- _Exercise aim_: Every record below should be written out exactly; pictures stay out.

- _Recorded information_:
· · ·

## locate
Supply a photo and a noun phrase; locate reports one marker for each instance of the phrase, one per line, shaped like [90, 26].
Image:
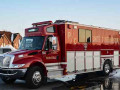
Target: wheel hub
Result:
[36, 77]
[107, 68]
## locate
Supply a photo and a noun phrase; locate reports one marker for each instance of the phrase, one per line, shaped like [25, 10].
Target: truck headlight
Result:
[17, 65]
[6, 61]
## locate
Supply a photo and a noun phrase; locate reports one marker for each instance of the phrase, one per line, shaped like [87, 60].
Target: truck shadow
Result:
[89, 81]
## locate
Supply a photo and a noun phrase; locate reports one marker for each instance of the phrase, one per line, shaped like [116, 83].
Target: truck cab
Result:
[39, 48]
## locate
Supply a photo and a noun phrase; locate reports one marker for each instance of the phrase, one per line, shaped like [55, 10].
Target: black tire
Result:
[107, 84]
[34, 77]
[8, 80]
[107, 68]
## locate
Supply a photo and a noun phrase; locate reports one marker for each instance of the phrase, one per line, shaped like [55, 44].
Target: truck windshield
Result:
[32, 43]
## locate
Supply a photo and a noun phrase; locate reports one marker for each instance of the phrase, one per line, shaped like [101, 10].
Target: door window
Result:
[51, 43]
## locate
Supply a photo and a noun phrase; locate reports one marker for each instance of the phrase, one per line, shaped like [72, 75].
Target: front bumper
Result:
[12, 73]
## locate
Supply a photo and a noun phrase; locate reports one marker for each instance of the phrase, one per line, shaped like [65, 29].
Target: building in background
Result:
[8, 38]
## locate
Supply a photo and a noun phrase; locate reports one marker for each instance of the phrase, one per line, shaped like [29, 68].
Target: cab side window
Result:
[51, 43]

· · ·

- _Exercise solution_:
## locate
Supply a photo and a noun phrase; locate reports one marker for each instance of the phrase, one per line, shaped like [90, 26].
Image:
Target: wheel hub
Result:
[36, 77]
[107, 68]
## locate
Supply a photo and a noun phrase; locate reports one marker for each instance of the phrase, one per line, shaped like [25, 10].
Target: truck headlight
Result:
[17, 65]
[6, 61]
## locate
Supply a photo and a noun phrase; locate reports one marker for each instance of the phrase, one per line, shaped like [87, 60].
Target: truck shadow
Result:
[89, 81]
## locate
Supply a photo and a noun phrase; locate reports one marker for each instance of the phrase, one per line, shaped like [116, 83].
Target: truck cab
Result:
[39, 48]
## locate
Supply a photo and a noun phrase; locate reports one marker for each instance of the phrase, one per line, shaped like [55, 10].
Target: black tire
Result:
[107, 84]
[34, 77]
[8, 80]
[107, 68]
## locate
Supply a photo and a noun phrase; locate reports one marker for each instance of the phrase, one per line, shaped like [55, 44].
Target: truck windshield
Result:
[32, 43]
## locate
Supply a photo and a noun phrase; locate reports one marker for each instance of the phrase, one per line, shaped like [101, 10].
Target: door window
Result:
[51, 43]
## locate
Supply a photo and a noun phrase; locate reports one marker for each instance of the phrase, one per line, shaped like [72, 75].
Target: front bumper
Result:
[12, 73]
## locate
Supply a photo and a noun phrase; locate reports one marker for each instance of the phrase, one per line, shaped like [65, 29].
Target: building in background
Result:
[8, 38]
## locate
Supply a photo and a noun phrase; locate reports one marker for each instance of the phrase, one per line, shaped like [29, 68].
Target: cab side window
Result:
[51, 43]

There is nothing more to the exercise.